Cobweb client/server design

Cobweb is a web crawler, for those of you that didn't know.

The operation of this package is designed to run with the server (cobweb) process in a console-like state, where you basically run it, and never touch it again, its just looked at for status and similar things.
If you need to change anything in the server, you do it via the client (bunny). If you need the server to quit, you send it a quit message via the bunny, if you need to load a new module, you do it via the bunny using loadmod, etc.. the command line nature allows you do whatever you wish to the server even from remote (reasons why explained later).

Typically what you do is run cobweb, and then run the bunnies to load all your modules. Then run a bunny with a URL as first argument. This will start the crawling. If you run 2 bunnies, you will clean out the queue twice as fast, as well as add to it twice as fast (theoretically). Although there is a problem, bunnies get lagged by DNS lookups and routing problems and other similar IP slow-downs, so if you run a few or so, you'll always have a few that are crawling and a few that are waiting for connect()s or gethostbyaddr()s to timeout.
What's neat is that you can run like 30 bunnies on a really fast net connect, and the cobweb server over a slower link, and the data is kept on the slower link (possibly local), while the major downloading and speed intensive stuff is done remotely at a fast location. Since there is very little data being transmitted between cobweb and the bunnies, the slower link doesnt hurt you as much, although faster link is always better, of course.

I'll talk more later on about this, and maybe organize this rant. The stuff below is how it all works internally, details left out.


Bunny (client)

Stated task 1 = Please update the stored dataset records in the part that opens with the line containing "34, row 362." and closes with the line containing "column 83, row 462", changing "Target" to "Category" and leaving everything else untouched. Return only those lines.

[Stored dataset items]
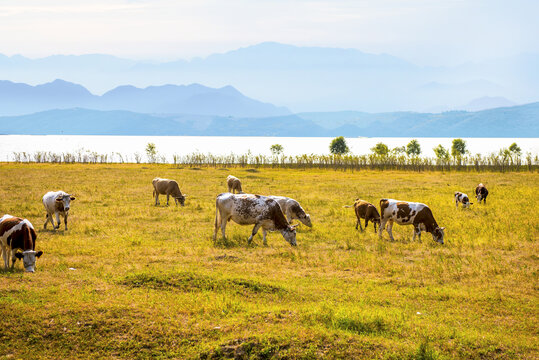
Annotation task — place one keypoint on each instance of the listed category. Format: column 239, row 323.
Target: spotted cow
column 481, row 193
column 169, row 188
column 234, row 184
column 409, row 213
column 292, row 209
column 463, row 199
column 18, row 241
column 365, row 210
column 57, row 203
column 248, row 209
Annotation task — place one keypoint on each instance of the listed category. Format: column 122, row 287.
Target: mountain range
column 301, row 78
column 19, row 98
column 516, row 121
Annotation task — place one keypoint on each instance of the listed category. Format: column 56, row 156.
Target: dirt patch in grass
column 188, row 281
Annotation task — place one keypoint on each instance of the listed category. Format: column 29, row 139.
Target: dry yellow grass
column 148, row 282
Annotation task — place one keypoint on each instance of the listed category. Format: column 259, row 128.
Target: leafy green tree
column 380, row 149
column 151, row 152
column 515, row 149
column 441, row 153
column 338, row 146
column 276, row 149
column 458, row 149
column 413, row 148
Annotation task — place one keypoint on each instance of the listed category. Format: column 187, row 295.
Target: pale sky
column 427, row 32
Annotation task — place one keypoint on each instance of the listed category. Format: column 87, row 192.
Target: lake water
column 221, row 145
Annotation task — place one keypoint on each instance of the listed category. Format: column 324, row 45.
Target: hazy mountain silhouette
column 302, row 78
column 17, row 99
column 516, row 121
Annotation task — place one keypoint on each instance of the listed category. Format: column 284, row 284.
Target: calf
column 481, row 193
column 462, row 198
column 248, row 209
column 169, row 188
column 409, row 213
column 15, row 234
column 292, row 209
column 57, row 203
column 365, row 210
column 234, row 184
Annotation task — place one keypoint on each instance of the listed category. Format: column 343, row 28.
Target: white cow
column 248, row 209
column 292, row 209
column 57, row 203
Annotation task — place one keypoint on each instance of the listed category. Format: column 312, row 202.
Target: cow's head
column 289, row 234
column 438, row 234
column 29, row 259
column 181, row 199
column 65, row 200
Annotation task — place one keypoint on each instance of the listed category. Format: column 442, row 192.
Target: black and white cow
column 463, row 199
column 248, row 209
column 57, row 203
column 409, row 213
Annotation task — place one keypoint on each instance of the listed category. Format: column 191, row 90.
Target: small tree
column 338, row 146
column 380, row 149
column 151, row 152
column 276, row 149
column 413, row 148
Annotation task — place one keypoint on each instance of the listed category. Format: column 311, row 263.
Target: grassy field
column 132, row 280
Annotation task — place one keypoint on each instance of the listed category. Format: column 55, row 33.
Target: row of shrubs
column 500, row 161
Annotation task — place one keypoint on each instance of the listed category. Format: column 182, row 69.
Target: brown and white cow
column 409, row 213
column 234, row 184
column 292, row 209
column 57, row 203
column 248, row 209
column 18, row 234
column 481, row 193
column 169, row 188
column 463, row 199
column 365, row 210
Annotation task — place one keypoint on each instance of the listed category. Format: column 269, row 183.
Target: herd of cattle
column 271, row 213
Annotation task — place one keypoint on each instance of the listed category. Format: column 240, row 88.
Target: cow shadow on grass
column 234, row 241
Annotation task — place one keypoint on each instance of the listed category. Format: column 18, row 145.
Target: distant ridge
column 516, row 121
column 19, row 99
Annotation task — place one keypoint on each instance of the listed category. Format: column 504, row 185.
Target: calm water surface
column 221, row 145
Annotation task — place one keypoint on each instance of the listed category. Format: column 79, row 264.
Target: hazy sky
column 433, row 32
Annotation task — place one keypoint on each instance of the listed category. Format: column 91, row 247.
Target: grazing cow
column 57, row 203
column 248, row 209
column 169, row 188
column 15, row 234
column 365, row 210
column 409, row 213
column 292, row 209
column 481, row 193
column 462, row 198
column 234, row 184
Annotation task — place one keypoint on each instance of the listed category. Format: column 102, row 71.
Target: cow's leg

...

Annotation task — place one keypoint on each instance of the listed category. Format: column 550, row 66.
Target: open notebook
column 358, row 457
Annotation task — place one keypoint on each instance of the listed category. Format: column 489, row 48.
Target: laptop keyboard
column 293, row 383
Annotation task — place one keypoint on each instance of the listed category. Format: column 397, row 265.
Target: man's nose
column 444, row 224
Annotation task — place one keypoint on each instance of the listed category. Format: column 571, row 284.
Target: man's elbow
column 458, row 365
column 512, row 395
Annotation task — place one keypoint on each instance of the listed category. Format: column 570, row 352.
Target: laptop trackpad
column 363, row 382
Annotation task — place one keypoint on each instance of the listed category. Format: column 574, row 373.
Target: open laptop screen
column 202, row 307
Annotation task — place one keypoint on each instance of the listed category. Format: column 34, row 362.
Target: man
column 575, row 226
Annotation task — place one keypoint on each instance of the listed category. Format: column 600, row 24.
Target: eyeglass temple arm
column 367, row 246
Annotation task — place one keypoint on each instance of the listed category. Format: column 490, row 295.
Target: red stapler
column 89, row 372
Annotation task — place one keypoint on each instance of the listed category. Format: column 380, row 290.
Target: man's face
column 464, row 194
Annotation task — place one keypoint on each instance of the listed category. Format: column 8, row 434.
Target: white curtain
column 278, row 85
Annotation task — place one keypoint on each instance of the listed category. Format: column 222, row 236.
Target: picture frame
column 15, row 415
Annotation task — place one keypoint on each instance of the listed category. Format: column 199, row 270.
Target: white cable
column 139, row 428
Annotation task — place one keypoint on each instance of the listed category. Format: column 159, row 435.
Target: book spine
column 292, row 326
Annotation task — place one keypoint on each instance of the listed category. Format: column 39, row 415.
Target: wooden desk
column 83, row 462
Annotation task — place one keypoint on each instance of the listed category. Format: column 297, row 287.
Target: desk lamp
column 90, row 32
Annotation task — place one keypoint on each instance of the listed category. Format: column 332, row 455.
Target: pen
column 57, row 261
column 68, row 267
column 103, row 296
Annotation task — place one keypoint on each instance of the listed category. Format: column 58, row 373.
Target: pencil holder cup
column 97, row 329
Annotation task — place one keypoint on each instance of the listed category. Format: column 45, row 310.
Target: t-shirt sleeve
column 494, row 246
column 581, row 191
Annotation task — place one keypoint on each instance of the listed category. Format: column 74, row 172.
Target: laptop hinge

Stated task 2 = According to the Cobweb client/server design notes, what command does the bunny use to load a new module into the server?

Exercise response 1 =
Annotation task — place one keypoint on each instance of the listed category. Format: column 34, row 362.
Category: man
column 575, row 226
Annotation task — place one keypoint on each instance of the listed category. Format: column 600, row 24.
Category: eyeglass temple arm
column 367, row 246
Annotation task — place one keypoint on each instance of the listed category. Format: column 490, row 295.
Category: red stapler
column 89, row 372
Annotation task — place one keypoint on each instance of the listed category. Format: column 380, row 290.
Category: man's face
column 464, row 194
Annotation task — place one keypoint on each instance of the listed category. Format: column 8, row 434.
Category: white curtain
column 278, row 85
Annotation task — place one keypoint on each instance of the listed category. Format: column 222, row 236.
Category: picture frame
column 15, row 415
Annotation task — place one keypoint on each instance of the listed category. Format: column 199, row 270.
Category: white cable
column 139, row 428
Annotation task — place one keypoint on each instance of the listed category. Format: column 159, row 435.
Category: book spine
column 292, row 326
Annotation task — place one keypoint on each instance of the listed category. Format: column 39, row 415.
Category: wooden desk
column 83, row 462

Exercise response 2 = loadmod